▶ EXERCISE BRIEF:
If a line of the data below contains the string "yellow", count it, then state the total alone.

(Region pointing data)
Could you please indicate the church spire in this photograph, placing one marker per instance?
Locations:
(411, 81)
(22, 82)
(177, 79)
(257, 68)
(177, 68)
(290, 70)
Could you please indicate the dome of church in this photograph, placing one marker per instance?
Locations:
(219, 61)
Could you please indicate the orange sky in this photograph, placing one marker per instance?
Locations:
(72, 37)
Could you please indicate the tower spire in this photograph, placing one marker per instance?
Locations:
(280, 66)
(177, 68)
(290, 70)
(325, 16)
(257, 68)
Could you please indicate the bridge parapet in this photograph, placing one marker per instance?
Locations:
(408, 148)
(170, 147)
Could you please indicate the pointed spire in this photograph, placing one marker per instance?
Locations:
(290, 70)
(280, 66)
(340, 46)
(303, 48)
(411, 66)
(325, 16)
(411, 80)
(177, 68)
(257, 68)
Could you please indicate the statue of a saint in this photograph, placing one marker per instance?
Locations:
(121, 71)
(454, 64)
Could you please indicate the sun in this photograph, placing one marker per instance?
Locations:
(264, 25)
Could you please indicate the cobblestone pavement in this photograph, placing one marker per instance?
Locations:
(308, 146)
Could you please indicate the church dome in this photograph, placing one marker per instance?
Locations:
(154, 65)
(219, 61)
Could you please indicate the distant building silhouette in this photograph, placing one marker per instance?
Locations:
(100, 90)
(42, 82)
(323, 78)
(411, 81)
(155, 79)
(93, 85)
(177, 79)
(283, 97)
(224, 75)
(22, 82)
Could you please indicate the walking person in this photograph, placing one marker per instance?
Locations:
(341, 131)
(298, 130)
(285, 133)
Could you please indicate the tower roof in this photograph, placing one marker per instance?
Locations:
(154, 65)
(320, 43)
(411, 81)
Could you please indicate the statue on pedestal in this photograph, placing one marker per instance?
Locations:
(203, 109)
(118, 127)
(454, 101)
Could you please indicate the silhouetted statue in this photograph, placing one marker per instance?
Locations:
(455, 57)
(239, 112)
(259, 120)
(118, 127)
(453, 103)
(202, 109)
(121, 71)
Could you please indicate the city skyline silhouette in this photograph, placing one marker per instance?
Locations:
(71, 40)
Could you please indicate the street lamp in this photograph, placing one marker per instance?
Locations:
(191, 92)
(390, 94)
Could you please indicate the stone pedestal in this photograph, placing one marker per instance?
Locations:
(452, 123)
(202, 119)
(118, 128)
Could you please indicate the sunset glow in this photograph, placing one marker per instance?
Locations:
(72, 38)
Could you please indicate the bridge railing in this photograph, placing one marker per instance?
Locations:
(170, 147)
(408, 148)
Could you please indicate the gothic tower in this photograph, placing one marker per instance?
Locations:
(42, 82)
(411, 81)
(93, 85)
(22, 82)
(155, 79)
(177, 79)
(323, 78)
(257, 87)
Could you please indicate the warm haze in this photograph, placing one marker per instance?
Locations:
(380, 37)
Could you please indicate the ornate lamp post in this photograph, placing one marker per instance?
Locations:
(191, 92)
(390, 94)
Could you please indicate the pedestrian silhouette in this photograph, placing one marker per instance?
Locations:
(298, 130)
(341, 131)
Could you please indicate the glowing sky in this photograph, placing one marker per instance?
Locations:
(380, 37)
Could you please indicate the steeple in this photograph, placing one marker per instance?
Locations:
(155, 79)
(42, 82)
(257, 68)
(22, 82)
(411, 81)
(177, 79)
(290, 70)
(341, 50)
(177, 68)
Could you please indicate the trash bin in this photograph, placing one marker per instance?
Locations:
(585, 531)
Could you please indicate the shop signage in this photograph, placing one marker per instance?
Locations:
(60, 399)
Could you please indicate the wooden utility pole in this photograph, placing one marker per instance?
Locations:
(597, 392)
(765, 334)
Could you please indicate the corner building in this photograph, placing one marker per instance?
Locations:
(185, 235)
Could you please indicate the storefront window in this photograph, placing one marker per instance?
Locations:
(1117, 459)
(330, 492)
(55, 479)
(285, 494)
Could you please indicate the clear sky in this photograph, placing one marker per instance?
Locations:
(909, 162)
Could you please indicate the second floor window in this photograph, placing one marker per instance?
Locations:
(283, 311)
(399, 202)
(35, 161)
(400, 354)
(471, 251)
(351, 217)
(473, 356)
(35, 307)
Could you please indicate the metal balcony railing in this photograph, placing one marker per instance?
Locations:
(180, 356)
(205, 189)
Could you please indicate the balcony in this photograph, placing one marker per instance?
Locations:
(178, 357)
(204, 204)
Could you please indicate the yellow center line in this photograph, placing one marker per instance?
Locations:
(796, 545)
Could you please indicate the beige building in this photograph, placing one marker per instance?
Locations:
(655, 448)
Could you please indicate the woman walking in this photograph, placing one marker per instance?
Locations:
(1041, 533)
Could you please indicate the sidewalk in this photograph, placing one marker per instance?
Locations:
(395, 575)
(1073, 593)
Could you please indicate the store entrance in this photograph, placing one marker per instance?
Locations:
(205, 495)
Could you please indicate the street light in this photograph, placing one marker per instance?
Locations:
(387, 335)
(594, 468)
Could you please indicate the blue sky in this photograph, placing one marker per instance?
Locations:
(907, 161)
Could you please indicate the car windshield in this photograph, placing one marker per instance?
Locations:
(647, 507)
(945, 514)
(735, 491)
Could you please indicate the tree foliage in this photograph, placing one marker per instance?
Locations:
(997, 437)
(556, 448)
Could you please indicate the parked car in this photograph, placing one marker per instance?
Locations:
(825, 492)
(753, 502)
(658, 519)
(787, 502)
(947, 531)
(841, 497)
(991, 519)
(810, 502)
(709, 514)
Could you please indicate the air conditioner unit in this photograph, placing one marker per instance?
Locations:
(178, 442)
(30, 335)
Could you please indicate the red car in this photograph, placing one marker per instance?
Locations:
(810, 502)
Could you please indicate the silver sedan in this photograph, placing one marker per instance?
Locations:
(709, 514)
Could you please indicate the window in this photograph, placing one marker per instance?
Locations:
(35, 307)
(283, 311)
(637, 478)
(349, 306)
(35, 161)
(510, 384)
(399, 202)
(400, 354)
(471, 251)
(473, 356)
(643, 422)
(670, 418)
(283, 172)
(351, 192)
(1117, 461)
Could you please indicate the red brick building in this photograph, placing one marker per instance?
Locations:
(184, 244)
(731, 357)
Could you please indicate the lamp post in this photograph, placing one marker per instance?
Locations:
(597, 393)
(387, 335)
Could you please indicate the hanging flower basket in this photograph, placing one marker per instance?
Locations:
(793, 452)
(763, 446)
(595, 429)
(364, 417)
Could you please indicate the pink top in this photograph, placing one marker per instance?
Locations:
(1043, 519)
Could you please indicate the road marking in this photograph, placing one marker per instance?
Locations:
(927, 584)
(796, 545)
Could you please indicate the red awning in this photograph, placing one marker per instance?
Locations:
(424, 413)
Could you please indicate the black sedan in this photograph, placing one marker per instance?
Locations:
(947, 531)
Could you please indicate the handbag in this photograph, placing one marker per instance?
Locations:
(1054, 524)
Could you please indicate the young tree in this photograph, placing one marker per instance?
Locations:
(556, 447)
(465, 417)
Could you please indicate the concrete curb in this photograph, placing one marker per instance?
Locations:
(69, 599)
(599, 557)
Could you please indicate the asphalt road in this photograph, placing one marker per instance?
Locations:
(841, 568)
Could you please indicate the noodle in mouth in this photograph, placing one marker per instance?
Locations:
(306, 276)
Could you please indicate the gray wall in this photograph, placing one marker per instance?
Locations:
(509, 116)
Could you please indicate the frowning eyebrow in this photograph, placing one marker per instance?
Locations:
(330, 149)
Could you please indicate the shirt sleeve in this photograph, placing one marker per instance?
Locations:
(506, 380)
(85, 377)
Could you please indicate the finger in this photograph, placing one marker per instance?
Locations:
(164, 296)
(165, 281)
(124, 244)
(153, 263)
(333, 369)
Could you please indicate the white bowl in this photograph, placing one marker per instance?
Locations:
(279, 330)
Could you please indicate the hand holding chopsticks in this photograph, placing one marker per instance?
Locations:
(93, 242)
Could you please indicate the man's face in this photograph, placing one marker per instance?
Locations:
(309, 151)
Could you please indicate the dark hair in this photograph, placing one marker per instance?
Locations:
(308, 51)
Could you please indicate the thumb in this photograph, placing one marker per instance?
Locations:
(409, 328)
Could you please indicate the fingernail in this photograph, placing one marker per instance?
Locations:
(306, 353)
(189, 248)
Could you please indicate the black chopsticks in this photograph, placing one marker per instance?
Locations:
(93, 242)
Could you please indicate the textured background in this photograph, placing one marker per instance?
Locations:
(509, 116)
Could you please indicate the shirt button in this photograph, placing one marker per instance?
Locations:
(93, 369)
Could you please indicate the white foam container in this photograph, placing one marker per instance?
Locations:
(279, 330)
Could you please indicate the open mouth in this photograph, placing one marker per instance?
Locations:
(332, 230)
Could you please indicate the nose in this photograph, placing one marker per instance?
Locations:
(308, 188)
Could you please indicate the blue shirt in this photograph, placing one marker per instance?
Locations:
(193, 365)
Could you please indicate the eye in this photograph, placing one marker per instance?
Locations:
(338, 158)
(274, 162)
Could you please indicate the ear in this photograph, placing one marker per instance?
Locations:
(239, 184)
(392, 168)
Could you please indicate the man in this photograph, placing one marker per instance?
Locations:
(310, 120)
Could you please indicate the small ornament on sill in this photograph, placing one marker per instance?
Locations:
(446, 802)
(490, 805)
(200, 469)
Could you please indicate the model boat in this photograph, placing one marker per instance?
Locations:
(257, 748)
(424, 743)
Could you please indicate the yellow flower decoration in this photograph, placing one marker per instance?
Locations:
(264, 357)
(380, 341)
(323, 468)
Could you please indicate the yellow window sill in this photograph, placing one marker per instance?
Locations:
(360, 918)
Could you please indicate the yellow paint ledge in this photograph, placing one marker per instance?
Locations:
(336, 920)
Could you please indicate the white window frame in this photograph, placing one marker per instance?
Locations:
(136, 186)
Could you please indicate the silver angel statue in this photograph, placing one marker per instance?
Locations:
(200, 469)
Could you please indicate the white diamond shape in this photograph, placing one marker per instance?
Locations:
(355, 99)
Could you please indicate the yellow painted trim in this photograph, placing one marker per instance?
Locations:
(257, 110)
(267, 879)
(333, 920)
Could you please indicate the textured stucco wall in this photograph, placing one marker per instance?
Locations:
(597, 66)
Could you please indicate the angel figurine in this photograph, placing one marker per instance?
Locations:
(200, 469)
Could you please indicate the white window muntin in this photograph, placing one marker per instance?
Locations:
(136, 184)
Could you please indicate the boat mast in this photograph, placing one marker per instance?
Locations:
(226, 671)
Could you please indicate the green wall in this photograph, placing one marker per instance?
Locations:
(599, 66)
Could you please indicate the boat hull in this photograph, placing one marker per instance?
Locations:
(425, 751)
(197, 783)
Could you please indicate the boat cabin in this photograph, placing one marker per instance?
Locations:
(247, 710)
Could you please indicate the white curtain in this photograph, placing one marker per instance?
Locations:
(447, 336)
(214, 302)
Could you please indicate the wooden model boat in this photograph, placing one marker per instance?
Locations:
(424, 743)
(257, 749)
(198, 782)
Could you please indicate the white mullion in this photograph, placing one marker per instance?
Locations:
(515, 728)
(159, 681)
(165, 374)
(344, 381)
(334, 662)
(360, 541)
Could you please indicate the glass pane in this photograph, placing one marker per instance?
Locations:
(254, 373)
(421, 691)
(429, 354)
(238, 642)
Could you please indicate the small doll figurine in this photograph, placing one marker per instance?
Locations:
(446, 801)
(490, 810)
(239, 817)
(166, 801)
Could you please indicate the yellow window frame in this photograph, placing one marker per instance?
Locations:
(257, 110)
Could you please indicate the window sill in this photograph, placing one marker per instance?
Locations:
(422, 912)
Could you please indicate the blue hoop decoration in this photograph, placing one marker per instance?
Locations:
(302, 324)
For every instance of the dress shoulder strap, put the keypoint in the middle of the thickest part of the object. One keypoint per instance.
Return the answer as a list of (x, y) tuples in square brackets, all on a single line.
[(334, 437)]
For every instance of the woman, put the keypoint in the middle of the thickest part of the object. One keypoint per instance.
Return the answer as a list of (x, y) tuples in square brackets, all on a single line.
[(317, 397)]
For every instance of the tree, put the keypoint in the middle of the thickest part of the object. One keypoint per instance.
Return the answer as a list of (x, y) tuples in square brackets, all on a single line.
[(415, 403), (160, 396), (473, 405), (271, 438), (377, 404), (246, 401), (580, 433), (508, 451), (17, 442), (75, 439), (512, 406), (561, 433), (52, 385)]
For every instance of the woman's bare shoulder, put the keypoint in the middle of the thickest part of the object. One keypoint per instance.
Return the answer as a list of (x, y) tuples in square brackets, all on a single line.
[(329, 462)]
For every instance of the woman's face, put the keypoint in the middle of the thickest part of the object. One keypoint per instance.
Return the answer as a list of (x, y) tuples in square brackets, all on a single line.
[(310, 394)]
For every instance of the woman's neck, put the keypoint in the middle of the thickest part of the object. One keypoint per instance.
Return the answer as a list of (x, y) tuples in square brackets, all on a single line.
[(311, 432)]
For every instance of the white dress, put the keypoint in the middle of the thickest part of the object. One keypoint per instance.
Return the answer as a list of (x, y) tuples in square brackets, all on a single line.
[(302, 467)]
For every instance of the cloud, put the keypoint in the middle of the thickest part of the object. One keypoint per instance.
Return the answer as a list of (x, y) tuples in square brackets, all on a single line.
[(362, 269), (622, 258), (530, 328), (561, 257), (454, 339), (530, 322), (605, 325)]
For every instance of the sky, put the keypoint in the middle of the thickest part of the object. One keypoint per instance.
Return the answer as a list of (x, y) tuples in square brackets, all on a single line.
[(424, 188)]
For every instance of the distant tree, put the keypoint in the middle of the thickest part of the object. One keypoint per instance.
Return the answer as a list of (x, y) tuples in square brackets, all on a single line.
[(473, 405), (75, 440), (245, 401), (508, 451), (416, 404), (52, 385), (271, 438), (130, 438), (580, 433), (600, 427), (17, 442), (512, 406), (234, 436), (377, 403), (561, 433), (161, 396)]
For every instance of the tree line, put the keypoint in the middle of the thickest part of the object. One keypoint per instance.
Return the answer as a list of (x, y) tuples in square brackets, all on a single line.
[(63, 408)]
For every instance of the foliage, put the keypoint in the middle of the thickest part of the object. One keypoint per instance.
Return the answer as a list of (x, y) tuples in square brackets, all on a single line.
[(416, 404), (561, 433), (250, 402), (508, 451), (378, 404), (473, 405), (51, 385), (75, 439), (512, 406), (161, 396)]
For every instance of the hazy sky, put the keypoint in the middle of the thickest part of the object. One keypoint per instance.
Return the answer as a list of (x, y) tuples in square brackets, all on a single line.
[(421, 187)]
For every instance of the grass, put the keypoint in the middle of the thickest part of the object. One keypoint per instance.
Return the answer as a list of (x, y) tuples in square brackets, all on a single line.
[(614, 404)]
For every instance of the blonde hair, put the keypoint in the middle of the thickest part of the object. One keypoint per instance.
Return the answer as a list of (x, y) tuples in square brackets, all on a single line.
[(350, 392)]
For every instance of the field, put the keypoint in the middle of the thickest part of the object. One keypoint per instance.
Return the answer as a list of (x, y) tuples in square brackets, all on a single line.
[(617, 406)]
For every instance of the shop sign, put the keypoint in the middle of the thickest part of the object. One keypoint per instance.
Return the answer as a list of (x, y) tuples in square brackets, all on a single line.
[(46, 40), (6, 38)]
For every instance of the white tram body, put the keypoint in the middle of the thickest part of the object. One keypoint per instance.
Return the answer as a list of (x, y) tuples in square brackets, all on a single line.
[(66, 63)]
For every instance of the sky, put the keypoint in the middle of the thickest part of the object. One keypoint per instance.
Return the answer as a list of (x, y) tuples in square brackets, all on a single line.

▶ SOLUTION FOR THIS TASK:
6